• Gestellte Aufgabe 1:
Übersetze den folgenden Satz aus dem Text über das MSSM ins Englische: „Die resultierenden Masseneigenzustände werden teilweise nach aufsteigender Masse durchnummeriert.“

• Ausgangstext:
------

Auf Basis des MSSM lassen sich die Kopplungskonstanten der drei grundlegenden Kräfte für hohe Energien extrapolieren. Dabei wird eine Vereinheitlichung bei einer Energie von etwa 1016 GeV berechnet.
Gruppe | SM-artige Felder | Superpartner |
---|---|---|
Neutrale | Photon ($ \gamma \!\, $), Z($ Z^{0}\!\, $), neutrale Higgs ($ h^{0},\!\,H^{0},A^{0} $) | Neutralinos ($ {\tilde {\chi }}_{1}^{0}\dots {\tilde {\chi }}_{4}^{0} $) |
Geladene | W ($ W^{\pm } $), geladene Higgs ($ H^{\pm } $) | Charginos ($ {\tilde {\chi }}_{1}^{\pm },\,{\tilde {\chi }}_{2}^{\pm } $) |
$ SU(3) $ | Gluonen ($ g\!\, $) | Gluinos ($ {\tilde {g}} $) |
Leptonen | Elektron ($ e\!\, $) | Selektronen ($ {\tilde {e}}_{L},{\tilde {e}}_{R} $) |
Myon ($ \mu \!\, $) | Smyonen ($ {\tilde {\mu }}_{L},{\tilde {\mu }}_{R} $) | |
Tau ($ \tau \!\, $) | Stau ($ {\tilde {\tau }}_{L},{\tilde {\tau }}_{R} $) | |
Neutrinos ($ \nu _{e},\!\,\nu _{\mu },\nu _{\tau } $) | Sneutrinos ($ {\tilde {\nu }}_{1L,R},{\tilde {\nu }}_{2L,R},{\tilde {\nu }}_{3L,R} $) | |
Quarks | Up, Down ($ u,d\!\, $) | Sup, Sdown ($ {\tilde {u}}_{L},{\tilde {u}}_{R},{\tilde {d}}_{L},{\tilde {d}}_{R} $) |
Charm, Strange ($ c,s\!\, $) | Scharm, Sstrange ($ {\tilde {c}}_{L},{\tilde {c}}_{R},{\tilde {s}}_{L},{\tilde {s}}_{R} $) | |
Top, Bottom ($ t,b\!\, $) | Stop, Sbottom ($ {\tilde {t}}_{L},{\tilde {t}}_{R},{\tilde {b}}_{L},{\tilde {b}}_{R} $) |
Die Masseneigenzustände (beobachtbare Impuls-Eigenzustände) können – wie schon im SM – jeweils aus verschiedenen Wechselwirkungseigenzuständen gemischt sein. Dabei müssen die mischenden Teilchen nach der Brechung der elektroschwachen Symmetrie identischen Spin sowie identische elektrische und Farb-Ladung tragen.[4]
Die konkreten Mischungsverhältnisse hängen von der Wahl der freien Parameter ab, insbesondere kann das Mischungsverhältnis für standardmodellartige und supersymmetrische Teilchen verschieden sein. Daher ist es nicht mehr möglich, die oben beschriebene einfache Nomenklatur beizubehalten. Die resultierenden Masseneigenzustände werden teilweise nach aufsteigender Masse durchnummeriert.

------

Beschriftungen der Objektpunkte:

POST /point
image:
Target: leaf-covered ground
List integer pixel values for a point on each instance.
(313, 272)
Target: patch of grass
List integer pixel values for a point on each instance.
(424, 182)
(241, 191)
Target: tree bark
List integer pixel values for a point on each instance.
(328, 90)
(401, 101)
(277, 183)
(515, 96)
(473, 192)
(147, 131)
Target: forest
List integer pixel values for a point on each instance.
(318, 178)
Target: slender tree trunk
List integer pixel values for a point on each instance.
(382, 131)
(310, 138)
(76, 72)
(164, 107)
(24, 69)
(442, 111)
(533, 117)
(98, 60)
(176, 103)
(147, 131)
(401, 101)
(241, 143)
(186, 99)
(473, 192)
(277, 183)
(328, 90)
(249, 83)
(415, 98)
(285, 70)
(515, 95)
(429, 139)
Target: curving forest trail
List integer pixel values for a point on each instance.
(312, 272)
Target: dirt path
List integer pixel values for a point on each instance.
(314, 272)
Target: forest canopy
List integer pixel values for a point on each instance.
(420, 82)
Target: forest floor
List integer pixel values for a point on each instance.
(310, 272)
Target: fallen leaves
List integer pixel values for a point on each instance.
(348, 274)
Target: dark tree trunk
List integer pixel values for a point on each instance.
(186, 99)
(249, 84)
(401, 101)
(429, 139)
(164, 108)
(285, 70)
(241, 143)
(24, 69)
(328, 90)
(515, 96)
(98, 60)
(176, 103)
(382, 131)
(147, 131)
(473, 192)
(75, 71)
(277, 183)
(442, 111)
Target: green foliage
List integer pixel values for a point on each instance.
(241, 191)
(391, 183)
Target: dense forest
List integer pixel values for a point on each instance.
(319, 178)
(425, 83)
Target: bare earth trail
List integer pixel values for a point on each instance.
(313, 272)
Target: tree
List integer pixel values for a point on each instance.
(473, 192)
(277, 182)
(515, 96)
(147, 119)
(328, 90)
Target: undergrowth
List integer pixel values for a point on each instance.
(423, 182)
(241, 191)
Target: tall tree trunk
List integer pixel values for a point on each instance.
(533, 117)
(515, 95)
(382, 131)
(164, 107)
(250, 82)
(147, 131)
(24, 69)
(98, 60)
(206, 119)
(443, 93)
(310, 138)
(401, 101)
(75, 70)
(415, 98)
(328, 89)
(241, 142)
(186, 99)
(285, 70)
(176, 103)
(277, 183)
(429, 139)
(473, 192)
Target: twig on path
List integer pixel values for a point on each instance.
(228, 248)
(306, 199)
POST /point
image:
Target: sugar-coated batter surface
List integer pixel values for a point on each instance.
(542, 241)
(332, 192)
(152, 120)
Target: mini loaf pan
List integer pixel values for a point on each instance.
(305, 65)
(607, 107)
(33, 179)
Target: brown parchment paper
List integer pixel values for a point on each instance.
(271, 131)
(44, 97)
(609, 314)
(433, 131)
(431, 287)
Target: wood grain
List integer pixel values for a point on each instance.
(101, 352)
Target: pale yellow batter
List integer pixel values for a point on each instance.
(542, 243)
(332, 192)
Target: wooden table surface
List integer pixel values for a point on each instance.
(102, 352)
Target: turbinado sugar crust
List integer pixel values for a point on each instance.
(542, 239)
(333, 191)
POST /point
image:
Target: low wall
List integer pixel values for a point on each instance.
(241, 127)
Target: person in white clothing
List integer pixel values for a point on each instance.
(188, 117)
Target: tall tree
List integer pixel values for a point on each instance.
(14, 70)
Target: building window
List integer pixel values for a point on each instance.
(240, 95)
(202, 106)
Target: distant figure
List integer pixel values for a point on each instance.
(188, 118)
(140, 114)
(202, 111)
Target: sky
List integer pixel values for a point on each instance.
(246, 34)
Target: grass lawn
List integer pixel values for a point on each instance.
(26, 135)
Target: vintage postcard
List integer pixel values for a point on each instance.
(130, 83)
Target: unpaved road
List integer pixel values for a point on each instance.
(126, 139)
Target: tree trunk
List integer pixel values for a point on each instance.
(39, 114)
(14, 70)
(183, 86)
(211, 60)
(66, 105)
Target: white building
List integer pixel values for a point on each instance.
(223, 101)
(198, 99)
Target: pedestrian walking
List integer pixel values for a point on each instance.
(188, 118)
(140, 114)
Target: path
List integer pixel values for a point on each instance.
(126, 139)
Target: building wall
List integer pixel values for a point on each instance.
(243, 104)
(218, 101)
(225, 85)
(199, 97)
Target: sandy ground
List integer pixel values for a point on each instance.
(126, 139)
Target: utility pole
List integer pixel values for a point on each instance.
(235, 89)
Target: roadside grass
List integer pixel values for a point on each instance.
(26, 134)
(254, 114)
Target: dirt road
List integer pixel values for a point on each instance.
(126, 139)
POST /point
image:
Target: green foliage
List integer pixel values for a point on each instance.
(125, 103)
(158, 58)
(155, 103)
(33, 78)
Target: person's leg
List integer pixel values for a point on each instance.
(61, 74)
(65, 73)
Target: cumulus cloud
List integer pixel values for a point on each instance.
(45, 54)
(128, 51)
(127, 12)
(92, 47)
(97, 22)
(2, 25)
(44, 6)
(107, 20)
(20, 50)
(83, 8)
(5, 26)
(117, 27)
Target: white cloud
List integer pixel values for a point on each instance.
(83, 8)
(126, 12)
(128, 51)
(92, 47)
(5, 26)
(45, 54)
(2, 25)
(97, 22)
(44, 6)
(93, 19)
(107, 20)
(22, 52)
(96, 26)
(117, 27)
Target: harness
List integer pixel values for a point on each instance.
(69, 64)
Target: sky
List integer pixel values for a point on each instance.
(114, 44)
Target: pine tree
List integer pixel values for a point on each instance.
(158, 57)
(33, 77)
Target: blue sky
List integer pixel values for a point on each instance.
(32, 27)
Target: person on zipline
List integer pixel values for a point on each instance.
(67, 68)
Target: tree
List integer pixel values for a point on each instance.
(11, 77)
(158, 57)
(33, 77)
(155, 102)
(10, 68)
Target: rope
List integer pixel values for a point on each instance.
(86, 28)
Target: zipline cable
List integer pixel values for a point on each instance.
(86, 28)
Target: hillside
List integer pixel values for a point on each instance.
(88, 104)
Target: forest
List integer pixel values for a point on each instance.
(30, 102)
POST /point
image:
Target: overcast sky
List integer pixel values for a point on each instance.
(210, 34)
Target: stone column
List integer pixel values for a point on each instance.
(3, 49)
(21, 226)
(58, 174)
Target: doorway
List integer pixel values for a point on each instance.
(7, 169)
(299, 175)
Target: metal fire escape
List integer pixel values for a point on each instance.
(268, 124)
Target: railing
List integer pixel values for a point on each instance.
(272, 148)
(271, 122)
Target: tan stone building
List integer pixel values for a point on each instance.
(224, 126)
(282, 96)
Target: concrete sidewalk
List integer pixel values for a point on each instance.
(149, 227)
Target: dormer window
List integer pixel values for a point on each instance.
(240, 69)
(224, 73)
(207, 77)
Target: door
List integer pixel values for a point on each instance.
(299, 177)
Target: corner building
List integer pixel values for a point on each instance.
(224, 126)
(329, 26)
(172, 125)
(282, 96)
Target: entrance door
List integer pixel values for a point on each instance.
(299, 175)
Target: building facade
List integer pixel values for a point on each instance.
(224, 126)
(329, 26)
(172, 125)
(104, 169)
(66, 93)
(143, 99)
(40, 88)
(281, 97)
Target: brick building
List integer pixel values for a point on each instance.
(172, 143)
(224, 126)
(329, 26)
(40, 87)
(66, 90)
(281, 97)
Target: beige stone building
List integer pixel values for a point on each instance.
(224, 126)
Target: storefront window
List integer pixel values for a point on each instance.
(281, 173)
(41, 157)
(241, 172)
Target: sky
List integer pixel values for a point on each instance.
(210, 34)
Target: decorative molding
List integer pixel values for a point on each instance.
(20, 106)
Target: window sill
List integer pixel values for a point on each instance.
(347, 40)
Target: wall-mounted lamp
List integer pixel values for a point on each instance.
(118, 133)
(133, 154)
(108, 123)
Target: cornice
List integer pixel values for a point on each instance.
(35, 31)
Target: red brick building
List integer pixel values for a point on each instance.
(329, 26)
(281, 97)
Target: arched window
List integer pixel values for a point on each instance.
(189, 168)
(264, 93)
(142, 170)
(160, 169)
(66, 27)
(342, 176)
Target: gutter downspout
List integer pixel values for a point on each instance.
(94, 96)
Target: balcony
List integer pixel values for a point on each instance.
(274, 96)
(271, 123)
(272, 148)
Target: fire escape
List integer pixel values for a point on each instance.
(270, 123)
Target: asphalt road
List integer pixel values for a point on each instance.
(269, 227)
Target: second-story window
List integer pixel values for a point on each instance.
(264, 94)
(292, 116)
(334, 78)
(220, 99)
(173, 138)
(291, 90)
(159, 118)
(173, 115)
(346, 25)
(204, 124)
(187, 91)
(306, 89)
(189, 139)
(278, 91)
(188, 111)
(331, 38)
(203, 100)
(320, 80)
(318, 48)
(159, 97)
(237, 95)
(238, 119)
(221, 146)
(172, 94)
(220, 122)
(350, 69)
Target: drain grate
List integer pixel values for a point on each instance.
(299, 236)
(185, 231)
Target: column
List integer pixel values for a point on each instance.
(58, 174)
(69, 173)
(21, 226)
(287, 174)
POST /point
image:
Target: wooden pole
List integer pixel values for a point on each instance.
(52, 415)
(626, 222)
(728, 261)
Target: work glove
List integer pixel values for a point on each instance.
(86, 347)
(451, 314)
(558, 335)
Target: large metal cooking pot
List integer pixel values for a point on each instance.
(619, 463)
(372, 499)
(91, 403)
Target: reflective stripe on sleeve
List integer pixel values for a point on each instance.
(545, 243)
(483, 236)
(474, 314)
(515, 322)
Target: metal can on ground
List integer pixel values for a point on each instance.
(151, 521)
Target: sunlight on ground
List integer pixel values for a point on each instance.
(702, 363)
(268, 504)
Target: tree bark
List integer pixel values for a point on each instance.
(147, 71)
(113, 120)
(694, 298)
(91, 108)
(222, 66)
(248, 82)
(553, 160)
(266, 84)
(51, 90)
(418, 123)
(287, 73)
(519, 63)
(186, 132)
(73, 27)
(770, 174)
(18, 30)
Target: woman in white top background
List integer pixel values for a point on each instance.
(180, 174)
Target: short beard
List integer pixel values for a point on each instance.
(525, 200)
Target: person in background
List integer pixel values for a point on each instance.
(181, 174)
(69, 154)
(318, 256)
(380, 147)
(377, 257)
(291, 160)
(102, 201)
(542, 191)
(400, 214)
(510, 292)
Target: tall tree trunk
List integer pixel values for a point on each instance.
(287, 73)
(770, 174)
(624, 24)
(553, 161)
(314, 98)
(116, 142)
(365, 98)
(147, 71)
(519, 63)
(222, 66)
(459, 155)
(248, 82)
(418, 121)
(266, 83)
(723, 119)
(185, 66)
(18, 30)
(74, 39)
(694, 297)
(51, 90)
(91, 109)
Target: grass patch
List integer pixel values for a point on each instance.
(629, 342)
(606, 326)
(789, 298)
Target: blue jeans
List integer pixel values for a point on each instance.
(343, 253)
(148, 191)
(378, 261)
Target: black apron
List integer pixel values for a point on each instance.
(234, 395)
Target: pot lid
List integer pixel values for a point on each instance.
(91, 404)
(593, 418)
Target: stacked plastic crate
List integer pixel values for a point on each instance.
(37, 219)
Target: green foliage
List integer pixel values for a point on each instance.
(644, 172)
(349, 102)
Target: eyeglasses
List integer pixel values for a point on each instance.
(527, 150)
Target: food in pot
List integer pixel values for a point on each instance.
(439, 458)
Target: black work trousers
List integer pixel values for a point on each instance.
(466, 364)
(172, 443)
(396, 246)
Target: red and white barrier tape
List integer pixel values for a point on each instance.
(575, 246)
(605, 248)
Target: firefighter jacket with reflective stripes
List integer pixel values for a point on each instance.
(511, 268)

------

• Gestellte Aufgabe 2:
Nenne jede Zeile oben, die die Zeichenfolge "brick" enthält, wobei Groß- und Kleinschreibung zu beachten ist.

• Erwartete Ausgabe 1:
The resulting mass eigenstates are in some cases numbered in order of increasing mass.

• Erwartete Ausgabe 2:
Target: brick building
Target: red brick building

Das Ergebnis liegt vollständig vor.